REQUIRED WORK ::
**a.** In the article on the Federal Reserve bailout documents, what was the highest amount that outstanding Fed bailout loans reached?
**b.** Resume the article on the Federal Reserve bailout documents, picking up right after its final sentence.

EXERCISE TEXT ::
[Start of section]

Sunday, December 5, 2010
For those who think Congress has any real power over the Federal Reserve...
Related article:
Fed report lifts lid on Great Bank Heist of 2008-2009
The US Federal Reserve Board on Wednesday released documents on emergency measures it took between 2007 and 2010, using taxpayer funds, to bail out major financial firms in the US and around the world. The sums involved are staggering.
Fed bailout loans outstanding reached a high of $3.3 trillion, but the cumulative amount of cash funneled by the US central bank to banks, hedge funds and major industrial corporations reached the tens of trillions of dollars.
Every major Wall Street bank was on the Fed dole, as were giant companies including General Electric and Verizon Communications. The Fed ran nearly a dozen separate bailout programs which together eclipsed by far the Treasury Department's $700 billion Troubled Asset Relief Program―the program that handed over billions in public funds to the banks in 2008 and 2009. In comparison to the amounts funneled by the Fed to US financial institutions, the Obama administration's $787 billion stimulus package was a drop in the bucket.
These vast sums were loaned out at rock-bottom interest without any strings attached. The banks and corporations that benefited were not even obliged to provide an account of what they did with the money. The entire purpose of the operation was to use public funds to cover the gambling losses of the American financial aristocracy, and create the conditions for the financiers and speculators to make even more money.
All of the 21,000 transactions cited in the Fed documents―released under a provision included, over the Fed's objections, in this year's financial regulatory overhaul bill―were carried out in secret. The unelected central bank operated without any congressional mandate or oversight.
The documents shed light on the greatest plundering of social resources in history. It was carried out under both the Republican Bush and Democratic Obama administrations. Those who organized the looting of the public treasury were long-time Wall Street insiders: men like Bush's treasury secretary and former Goldman Sachs CEO Henry Paulson and the then-president of the New York Federal Reserve, Timothy Geithner.
Obama signaled the continuation of the policy of social plunder by appointing Geithner as his treasury secretary. On the industrial front, he selected investment banker Steven Rattner―now under indictment for corrupt dealings with the New York State pension fund―to head his Auto Task Force and impose mass layoffs, 50 percent wage cuts on new-hires, and reductions in health care and other benefits on workers at General Motors and Chrysler.

[End of section]

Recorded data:

[Start of section]

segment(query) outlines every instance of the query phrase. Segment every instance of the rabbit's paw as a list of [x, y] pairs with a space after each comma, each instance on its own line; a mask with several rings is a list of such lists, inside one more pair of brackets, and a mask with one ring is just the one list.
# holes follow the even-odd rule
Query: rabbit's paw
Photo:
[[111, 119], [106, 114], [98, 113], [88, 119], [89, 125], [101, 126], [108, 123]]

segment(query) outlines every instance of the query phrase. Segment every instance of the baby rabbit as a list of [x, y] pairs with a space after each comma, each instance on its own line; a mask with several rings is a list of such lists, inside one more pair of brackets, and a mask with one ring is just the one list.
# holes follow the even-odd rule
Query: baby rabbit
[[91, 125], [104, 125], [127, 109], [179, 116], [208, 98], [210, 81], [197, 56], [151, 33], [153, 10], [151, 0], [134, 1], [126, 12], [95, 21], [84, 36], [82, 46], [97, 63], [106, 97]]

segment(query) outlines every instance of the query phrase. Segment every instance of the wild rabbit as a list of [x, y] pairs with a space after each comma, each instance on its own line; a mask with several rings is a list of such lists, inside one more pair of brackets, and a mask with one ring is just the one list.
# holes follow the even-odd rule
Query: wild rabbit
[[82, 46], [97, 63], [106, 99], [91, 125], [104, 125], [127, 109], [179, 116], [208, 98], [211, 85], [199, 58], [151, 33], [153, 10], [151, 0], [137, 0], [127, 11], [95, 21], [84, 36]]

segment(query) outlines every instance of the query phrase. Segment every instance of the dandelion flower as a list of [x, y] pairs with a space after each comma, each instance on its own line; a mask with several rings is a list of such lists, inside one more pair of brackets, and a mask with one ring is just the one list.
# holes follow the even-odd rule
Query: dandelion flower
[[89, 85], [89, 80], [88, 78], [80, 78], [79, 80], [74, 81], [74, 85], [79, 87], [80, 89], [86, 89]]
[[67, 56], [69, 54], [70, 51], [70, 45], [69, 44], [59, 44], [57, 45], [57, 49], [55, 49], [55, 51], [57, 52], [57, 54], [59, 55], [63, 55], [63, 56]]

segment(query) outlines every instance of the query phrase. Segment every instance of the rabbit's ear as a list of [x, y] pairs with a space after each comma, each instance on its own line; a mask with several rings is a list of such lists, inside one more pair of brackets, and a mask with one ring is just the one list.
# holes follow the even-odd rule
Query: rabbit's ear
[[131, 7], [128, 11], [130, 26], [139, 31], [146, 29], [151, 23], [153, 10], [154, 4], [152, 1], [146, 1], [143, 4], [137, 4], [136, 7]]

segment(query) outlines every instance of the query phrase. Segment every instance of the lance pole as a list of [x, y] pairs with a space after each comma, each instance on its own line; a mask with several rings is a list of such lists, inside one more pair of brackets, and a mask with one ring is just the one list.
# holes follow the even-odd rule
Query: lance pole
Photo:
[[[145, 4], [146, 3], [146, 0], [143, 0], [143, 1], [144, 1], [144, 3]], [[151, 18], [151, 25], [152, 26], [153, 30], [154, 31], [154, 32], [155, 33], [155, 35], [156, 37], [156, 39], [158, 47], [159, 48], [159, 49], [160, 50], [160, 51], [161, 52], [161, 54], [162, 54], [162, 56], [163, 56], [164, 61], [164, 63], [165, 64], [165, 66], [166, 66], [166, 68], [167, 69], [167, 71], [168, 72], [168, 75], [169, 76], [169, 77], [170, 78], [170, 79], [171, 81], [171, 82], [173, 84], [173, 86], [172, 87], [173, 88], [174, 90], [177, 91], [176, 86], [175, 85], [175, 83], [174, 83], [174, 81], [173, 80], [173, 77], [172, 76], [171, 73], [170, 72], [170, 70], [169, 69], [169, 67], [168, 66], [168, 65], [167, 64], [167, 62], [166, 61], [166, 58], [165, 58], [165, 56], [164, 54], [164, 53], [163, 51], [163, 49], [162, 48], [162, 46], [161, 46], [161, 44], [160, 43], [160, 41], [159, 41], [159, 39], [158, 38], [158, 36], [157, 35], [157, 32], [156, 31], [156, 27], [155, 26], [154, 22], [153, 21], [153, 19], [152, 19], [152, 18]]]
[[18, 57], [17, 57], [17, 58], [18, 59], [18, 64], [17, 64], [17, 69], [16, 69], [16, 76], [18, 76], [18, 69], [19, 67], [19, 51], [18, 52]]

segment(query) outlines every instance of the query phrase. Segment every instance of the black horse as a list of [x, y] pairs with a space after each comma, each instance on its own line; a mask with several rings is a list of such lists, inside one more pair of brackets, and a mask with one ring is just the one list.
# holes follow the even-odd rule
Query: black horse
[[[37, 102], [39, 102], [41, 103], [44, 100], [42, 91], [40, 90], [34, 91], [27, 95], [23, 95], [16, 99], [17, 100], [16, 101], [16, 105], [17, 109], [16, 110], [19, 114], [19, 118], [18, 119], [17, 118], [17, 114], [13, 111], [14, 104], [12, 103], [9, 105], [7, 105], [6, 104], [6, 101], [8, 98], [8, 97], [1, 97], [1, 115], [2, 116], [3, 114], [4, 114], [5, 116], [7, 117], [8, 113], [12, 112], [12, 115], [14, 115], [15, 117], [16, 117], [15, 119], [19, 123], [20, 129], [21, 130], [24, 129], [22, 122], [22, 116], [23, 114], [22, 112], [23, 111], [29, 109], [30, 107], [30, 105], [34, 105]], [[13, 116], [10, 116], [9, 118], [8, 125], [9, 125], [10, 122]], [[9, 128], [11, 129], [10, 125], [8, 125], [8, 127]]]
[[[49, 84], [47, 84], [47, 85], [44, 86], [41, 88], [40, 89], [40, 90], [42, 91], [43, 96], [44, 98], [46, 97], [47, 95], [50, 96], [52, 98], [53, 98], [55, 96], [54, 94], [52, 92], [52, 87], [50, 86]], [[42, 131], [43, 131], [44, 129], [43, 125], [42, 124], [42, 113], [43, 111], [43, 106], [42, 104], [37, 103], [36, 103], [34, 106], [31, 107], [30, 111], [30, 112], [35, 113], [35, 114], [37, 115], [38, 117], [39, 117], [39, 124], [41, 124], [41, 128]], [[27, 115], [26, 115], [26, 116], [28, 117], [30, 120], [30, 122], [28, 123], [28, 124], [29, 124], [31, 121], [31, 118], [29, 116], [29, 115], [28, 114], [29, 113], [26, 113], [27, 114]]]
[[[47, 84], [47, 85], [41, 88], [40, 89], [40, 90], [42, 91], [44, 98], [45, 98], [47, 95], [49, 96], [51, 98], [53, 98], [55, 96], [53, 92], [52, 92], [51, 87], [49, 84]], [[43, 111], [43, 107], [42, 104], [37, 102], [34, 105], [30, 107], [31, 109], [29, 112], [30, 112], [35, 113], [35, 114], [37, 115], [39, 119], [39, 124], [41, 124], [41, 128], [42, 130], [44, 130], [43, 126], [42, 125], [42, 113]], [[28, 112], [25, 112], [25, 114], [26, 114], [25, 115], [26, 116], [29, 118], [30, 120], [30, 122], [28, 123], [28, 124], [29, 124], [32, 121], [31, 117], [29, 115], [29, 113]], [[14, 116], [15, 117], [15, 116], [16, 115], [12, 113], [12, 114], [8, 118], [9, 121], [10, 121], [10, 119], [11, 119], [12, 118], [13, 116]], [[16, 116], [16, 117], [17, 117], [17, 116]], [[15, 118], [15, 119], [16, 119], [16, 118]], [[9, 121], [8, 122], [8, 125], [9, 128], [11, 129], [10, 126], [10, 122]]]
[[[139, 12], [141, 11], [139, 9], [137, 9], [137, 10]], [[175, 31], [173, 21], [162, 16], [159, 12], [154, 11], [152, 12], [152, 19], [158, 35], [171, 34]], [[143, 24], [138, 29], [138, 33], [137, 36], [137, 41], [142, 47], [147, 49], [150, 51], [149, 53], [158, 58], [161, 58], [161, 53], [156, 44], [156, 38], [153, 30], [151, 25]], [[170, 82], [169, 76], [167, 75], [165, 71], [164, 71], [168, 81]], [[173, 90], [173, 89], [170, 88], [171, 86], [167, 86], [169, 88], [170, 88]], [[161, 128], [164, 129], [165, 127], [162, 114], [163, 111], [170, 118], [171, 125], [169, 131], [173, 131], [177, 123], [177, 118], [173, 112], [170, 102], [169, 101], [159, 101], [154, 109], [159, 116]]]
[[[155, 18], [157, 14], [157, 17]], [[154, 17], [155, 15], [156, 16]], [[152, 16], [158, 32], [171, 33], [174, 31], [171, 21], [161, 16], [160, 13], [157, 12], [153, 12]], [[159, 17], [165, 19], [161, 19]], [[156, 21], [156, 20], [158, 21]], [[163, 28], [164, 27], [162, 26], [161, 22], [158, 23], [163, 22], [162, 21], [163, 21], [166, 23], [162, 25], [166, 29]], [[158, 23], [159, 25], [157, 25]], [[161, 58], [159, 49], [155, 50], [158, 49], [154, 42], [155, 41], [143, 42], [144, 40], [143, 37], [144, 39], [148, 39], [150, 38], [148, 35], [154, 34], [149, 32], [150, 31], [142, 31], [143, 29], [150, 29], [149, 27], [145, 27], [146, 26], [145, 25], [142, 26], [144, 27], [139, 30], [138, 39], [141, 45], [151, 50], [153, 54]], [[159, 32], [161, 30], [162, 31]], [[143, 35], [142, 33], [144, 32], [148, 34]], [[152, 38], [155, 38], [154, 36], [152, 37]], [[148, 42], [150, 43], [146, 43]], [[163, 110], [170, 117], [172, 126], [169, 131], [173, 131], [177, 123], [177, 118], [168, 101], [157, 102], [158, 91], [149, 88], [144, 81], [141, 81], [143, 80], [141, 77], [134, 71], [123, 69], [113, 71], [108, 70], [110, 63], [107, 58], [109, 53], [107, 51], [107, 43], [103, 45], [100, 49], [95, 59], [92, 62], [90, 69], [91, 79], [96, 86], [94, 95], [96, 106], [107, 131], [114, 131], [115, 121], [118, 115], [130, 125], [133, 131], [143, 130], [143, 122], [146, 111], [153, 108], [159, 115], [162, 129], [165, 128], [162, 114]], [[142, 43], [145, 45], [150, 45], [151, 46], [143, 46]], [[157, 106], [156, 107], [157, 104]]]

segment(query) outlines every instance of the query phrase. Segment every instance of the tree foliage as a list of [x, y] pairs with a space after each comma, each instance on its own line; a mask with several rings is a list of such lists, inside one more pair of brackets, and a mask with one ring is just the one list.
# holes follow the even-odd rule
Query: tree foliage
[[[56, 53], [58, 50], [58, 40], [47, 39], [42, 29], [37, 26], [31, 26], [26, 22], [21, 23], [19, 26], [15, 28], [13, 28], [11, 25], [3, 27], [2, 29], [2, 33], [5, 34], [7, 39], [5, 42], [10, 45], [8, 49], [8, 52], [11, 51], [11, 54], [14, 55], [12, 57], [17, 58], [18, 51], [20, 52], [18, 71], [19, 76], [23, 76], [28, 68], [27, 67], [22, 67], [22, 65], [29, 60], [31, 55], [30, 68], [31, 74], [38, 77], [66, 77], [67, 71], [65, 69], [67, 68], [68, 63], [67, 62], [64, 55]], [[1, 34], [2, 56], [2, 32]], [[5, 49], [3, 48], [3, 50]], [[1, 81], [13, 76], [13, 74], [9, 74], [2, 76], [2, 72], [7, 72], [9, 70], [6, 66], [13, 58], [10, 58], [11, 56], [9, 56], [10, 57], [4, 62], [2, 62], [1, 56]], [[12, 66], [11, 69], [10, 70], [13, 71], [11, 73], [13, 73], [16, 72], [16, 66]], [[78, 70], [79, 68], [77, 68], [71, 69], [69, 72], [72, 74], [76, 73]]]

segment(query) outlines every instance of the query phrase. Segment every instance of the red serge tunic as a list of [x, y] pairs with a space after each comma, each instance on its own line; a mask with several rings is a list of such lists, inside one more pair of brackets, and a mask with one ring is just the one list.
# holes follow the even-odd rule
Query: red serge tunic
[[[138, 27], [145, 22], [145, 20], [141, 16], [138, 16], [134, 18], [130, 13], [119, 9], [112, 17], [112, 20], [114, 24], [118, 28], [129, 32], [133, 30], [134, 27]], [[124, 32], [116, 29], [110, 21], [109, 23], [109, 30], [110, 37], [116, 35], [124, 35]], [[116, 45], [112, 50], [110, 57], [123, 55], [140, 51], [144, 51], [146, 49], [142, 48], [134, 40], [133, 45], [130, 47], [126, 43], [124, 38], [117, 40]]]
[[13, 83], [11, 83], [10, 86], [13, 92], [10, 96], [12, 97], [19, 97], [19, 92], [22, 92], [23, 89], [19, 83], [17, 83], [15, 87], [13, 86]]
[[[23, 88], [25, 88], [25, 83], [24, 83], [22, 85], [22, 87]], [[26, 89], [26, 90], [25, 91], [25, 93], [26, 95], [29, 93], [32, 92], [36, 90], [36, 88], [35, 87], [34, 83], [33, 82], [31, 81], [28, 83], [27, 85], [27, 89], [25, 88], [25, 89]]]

[End of section]

ANSWERS TO THE EXERCISE ::
**a.** $3.3 trillion

**b.**
The release of the Fed report, coming in the midst of preparations to extend the Bush-era tax cuts for the rich and impose savage austerity measures on the working class, demonstrates in the clearest possible manner the class interests defended by the government and both political parties.
It exposes the fraud of Obama's endless paeans to the “free market” and “private enterprise” as the “engines” of economic growth. In contemporary America, profits are private, corporate losses are socialized. And those who must pay the bill are the working class.
The Fed documents show that the US central bank enabled banks and corporations to offload their bad debts onto the Fed's balance sheet. Now, in order to prevent a collapse of the dollar and a default by the US government, the American people are being told they must sacrifice to reduce the national debt and budget deficit.
But as the vast sums make clear, the “sacrifice” being demanded of working people means their impoverishment―wage-cutting, mass unemployment, cuts in health care, Social Security, Medicare, Medicaid, etc.
The very scale of the Fed bailout points to the scale of the financial crash and the criminality that fostered it. Every major financial institution piled up huge profits by speculating wildly with borrowed money. The big banks stoked a housing market bubble based on predatory sub-prime mortgages sold to low-income workers, knowing that the loans were likely to default.
The entire US capitalist economy rested on a huge Ponzi scheme that was bound to collapse. Bernard Madoff, arrested in December 2008 and jailed for life for his $20 billion scam, was a piker compared to the CEOs at Goldman Sachs, JPMorgan Chase, Citibank, Bank of America and Morgan Stanley.